Quoted passage:
# Closing off underside of Stairs



## rossfingal (Mar 20, 2011)

Hi!
Welcome to "DIY"! 
5/8 's inch, Type "X", firecode drywall, on the underside of the stairs - for
starters.
Post some pictures!

rossfingal


----------



## rossfingal (Mar 20, 2011)

Also, since you're going to finish your basement off -
see this useful link (from a member here) - concerning "Fire-Stopping" -
http://www.diychatroom.com/f98/how-fireblock-framing-37190/
Very good read! 

rossfingal


----------



## Blondesense (Sep 23, 2008)

I don't know your experience level, and I'm not sure this answers your question, but you might take a look at this thread:

http://www.diychatroom.com/f98/how-fireblock-framing-37190/

It's a good thread, but long. Page 5 goes into stairs too.

Edited to add: Oops, just a little too slow.


----------



## robb01 (Apr 28, 2011)

Im more worried about aesthetics. There is currently no "fire block" now, so Im just wanting something that will look nicer than what is currently there


----------



## rossfingal (Mar 20, 2011)

If you're going to cover the underside of the stairs - something that complies
to "Fire-code" is a must!
"Fire-code" isn't "aesthetics" - it's "Life Safety"!

Extracted material:
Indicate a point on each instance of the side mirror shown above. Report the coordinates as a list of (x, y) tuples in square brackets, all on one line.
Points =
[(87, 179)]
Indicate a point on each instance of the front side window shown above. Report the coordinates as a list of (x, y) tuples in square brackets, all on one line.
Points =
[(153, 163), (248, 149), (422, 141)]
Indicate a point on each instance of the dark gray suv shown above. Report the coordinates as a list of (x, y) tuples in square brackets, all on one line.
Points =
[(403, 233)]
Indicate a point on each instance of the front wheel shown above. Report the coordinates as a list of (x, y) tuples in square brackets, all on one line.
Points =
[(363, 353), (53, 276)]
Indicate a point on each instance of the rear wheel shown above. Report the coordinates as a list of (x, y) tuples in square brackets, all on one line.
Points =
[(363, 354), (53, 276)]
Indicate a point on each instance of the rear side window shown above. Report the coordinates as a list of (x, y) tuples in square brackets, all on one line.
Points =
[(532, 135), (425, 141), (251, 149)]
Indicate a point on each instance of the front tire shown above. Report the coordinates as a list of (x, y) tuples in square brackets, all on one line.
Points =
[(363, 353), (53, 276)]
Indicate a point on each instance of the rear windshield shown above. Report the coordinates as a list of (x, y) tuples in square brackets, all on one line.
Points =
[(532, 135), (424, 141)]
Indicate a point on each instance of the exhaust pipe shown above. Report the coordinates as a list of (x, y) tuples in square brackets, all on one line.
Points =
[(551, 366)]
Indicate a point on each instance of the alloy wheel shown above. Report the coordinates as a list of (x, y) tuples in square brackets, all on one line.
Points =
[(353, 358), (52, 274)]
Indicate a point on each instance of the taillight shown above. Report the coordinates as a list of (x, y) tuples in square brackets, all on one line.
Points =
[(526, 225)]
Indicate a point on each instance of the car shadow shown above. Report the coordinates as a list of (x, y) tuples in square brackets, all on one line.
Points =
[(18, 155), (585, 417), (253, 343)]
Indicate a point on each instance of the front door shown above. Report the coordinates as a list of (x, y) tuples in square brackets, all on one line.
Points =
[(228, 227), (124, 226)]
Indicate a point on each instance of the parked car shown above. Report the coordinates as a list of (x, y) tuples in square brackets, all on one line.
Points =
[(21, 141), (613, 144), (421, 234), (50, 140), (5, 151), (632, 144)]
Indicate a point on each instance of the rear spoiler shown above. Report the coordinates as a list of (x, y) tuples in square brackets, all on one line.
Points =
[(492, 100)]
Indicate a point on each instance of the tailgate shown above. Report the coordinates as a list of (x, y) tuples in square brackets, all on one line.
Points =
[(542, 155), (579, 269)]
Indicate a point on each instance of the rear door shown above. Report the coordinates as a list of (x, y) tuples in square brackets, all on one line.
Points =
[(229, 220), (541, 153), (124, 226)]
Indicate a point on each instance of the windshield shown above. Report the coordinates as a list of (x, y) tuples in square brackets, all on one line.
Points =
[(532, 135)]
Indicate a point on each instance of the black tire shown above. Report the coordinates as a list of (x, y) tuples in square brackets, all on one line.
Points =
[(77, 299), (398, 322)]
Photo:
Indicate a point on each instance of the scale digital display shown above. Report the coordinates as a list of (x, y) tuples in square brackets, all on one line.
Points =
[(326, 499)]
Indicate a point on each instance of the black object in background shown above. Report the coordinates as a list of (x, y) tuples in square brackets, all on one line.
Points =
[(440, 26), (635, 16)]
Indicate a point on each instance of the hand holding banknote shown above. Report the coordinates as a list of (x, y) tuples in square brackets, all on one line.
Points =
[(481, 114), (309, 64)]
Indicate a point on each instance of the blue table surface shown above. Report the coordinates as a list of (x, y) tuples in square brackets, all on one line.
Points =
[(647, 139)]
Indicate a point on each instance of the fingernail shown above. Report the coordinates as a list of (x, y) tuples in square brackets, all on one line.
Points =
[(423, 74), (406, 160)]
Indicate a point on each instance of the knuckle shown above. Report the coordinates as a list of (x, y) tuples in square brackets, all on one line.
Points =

Exercise tasks:
a - In the stairs thread, what type of drywall does rossfingal recommend for the underside of the stairs?
b - Carry on the forum thread about closing off the underside of stairs from its last post.

Responses to the exercise:
a - 5/8-inch Type "X" firecode drywall.

b -
If you cover the underside of the stairs with something that is not fire-
code compliant - Oh, well - not my stairs!
You can always put the drywall on first, and then the wood -
(NO, 1/2 inch drywall is not compliant!).
You came for advice - I hope you listen.
By the way, one of my "specialties" as a Philosophy Major in college was 
"Aesthetics" - it's good to talk aesthetics, once in a while! 

Regards, in your quest for beauty!

rossfingal


----------



## Gary in WA (Mar 11, 2009)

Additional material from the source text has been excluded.